→ WHAT TO WORK ON: Copy the whole post on the New Mexico SBS prevention project word for word.

→ DOCUMENT SECTION:
Friday, July 08, 2011

New Mexico: SBS Prevention Project

University of New Mexico Hospitals has a SBS prevention program...link

It's alway interesting to see the range of languages at different site - here, Navjaho and Vietnamese.

Link to program description...

UNMH is helping new parents identify and prevent shaking injuries and understand how to respond when infants cry. Our program is a duplication of an educational study conduced by Dr. Mark Dias. From 1998 to 2004, Mark Dias, MD, FAAP and colleagues implemented a hospital-based, parent educational program in upstate New York to teach new parents about the dangers of infant shaking.

The goals of the program are (1) to provide educational materials about SBS to the parents of newborn infants, (2) to assess parents' comprehension of the dangers of violent infant shaking, (3) to track penetration of the program through the collection of returned commitment statements (CS), and (4) to evaluate the program's affect on the regional incidence of SBS.

This UNMH SBS prevention program will be administered to all parents of newborn infants prior to discharge from the hospital. Nurses will provide parents with the following materials: 1) a one-page English, Spanish, Vietnamese, or Navajo leaflet about preventing SBS, and 2) to view a 11-minute video called Portrait of Promise: Preventing Shaken Baby Syndrome. The 11-minute video, Portrait of Promise: Preventing Shaken Baby Syndrome featured 3 families whose lives were affected by SBS and a message from Carolyn Levitt, a nationally recognized child abuse specialist, who addressed the effects of violent shaking and the potentials of prevention.

Posters were placed in the maternity wards and both parents were asked to voluntarily sign a commitment statement (CS) confirming their receipt and understanding of the materials. Program compliance will be assessed by the number of signed CSs and comprehension of the materials as assessed by a 7 month follow-up telephone survey.

Data collection began June 2010 and will continue indefinitely. This pilot should replicate the results of the original New York study. We have begun the process of collecting SBS ICD-9 codes within the hospital to determine the baseline incidence of SBS for children born in the hospital. Our eventual goal will be to collect the data statewide.

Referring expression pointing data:
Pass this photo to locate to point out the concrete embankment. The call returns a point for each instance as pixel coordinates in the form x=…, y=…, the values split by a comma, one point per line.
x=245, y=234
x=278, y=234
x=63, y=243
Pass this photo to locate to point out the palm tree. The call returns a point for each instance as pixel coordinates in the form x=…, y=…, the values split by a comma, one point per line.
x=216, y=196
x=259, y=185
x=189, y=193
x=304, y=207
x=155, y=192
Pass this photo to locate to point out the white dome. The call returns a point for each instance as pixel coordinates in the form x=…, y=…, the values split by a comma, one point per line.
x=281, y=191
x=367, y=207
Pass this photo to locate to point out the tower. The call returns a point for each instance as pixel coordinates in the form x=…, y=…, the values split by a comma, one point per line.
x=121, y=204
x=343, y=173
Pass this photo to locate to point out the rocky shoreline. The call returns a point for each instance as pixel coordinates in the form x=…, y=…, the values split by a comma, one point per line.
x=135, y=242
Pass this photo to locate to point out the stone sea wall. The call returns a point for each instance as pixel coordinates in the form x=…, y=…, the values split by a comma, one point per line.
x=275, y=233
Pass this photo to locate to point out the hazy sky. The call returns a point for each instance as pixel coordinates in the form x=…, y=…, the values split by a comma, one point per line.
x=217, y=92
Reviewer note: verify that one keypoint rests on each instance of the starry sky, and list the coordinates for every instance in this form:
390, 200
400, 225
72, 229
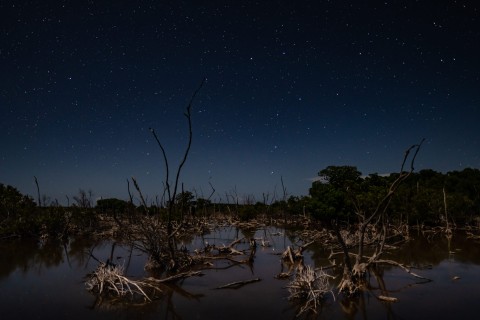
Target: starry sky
292, 87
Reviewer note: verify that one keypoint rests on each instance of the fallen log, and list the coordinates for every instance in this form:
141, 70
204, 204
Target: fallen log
238, 284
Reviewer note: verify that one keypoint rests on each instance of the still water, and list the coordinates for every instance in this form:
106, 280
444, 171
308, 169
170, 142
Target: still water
47, 281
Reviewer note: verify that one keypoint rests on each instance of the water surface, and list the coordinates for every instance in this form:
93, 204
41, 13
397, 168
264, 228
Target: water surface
47, 281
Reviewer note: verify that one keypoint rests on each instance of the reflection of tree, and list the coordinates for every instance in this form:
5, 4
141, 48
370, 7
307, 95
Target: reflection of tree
27, 255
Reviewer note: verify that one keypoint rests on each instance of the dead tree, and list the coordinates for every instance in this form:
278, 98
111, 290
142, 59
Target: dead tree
171, 191
354, 273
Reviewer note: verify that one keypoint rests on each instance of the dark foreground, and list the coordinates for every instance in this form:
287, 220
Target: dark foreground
47, 281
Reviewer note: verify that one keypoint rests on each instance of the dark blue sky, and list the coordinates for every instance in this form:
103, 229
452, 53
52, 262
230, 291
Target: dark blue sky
292, 87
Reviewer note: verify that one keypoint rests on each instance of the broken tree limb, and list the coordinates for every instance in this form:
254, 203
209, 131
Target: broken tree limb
176, 277
238, 284
405, 268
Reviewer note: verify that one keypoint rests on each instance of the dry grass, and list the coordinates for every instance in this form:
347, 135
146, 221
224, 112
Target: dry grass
109, 279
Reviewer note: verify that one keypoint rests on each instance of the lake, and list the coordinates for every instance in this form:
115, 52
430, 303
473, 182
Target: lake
40, 281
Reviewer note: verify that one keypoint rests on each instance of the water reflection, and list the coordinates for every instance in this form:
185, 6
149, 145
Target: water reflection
48, 278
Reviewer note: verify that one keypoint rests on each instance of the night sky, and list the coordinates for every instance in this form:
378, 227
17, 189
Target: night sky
292, 87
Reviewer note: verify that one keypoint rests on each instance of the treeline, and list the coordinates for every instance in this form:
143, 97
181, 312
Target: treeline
426, 197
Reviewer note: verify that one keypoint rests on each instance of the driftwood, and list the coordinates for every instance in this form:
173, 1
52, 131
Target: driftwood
387, 299
175, 277
309, 286
238, 284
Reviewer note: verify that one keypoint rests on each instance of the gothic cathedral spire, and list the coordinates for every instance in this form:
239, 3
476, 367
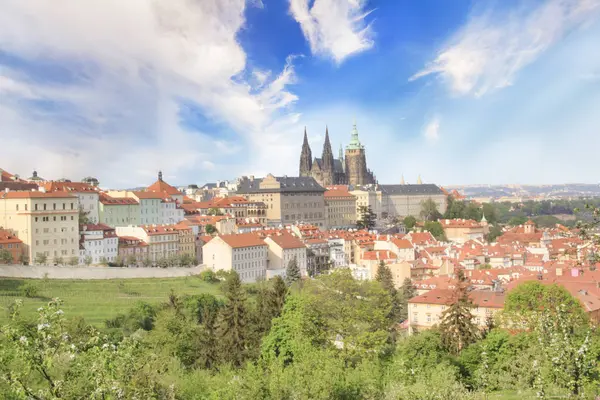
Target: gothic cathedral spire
327, 160
305, 157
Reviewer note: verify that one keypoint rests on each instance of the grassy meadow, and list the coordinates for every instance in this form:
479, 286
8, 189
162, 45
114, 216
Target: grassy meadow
95, 300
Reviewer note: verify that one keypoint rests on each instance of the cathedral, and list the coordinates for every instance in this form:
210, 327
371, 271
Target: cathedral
348, 169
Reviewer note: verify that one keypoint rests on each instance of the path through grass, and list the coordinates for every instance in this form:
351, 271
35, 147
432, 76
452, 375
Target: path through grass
97, 300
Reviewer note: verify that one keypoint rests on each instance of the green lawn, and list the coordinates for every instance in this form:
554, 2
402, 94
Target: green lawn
97, 300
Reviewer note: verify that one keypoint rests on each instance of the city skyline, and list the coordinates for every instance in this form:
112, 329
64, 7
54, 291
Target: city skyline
476, 92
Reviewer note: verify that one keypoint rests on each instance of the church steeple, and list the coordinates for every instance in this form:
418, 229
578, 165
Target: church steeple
305, 157
327, 160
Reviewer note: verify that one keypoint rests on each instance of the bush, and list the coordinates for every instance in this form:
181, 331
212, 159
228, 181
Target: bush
209, 276
29, 290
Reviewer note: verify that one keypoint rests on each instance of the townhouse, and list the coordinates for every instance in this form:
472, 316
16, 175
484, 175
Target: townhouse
245, 253
46, 223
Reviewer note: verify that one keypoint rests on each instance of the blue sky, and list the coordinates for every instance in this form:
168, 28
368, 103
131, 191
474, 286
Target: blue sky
460, 91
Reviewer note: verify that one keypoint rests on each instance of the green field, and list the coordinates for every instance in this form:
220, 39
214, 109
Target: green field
97, 300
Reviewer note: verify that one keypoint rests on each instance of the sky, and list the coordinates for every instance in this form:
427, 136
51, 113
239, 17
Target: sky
458, 92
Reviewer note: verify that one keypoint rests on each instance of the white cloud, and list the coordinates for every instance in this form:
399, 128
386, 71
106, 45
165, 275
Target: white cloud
487, 53
133, 61
334, 28
431, 131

→ REPLY TO THE TASK:
Friday, July 08, 2011

New Mexico: SBS Prevention Project

University of New Mexico Hospitals has a SBS prevention program...link

It's alway interesting to see the range of languages at different site - here, Navjaho and Vietnamese.

Link to program description...

UNMH is helping new parents identify and prevent shaking injuries and understand how to respond when infants cry. Our program is a duplication of an educational study conduced by Dr. Mark Dias. From 1998 to 2004, Mark Dias, MD, FAAP and colleagues implemented a hospital-based, parent educational program in upstate New York to teach new parents about the dangers of infant shaking.

The goals of the program are (1) to provide educational materials about SBS to the parents of newborn infants, (2) to assess parents' comprehension of the dangers of violent infant shaking, (3) to track penetration of the program through the collection of returned commitment statements (CS), and (4) to evaluate the program's affect on the regional incidence of SBS.

This UNMH SBS prevention program will be administered to all parents of newborn infants prior to discharge from the hospital. Nurses will provide parents with the following materials: 1) a one-page English, Spanish, Vietnamese, or Navajo leaflet about preventing SBS, and 2) to view a 11-minute video called Portrait of Promise: Preventing Shaken Baby Syndrome. The 11-minute video, Portrait of Promise: Preventing Shaken Baby Syndrome featured 3 families whose lives were affected by SBS and a message from Carolyn Levitt, a nationally recognized child abuse specialist, who addressed the effects of violent shaking and the potentials of prevention.

Posters were placed in the maternity wards and both parents were asked to voluntarily sign a commitment statement (CS) confirming their receipt and understanding of the materials. Program compliance will be assessed by the number of signed CSs and comprehension of the materials as assessed by a 7 month follow-up telephone survey.

Data collection began June 2010 and will continue indefinitely. This pilot should replicate the results of the original New York study. We have begun the process of collecting SBS ICD-9 codes within the hospital to determine the baseline incidence of SBS for children born in the hospital. Our eventual goal will be to collect the data statewide.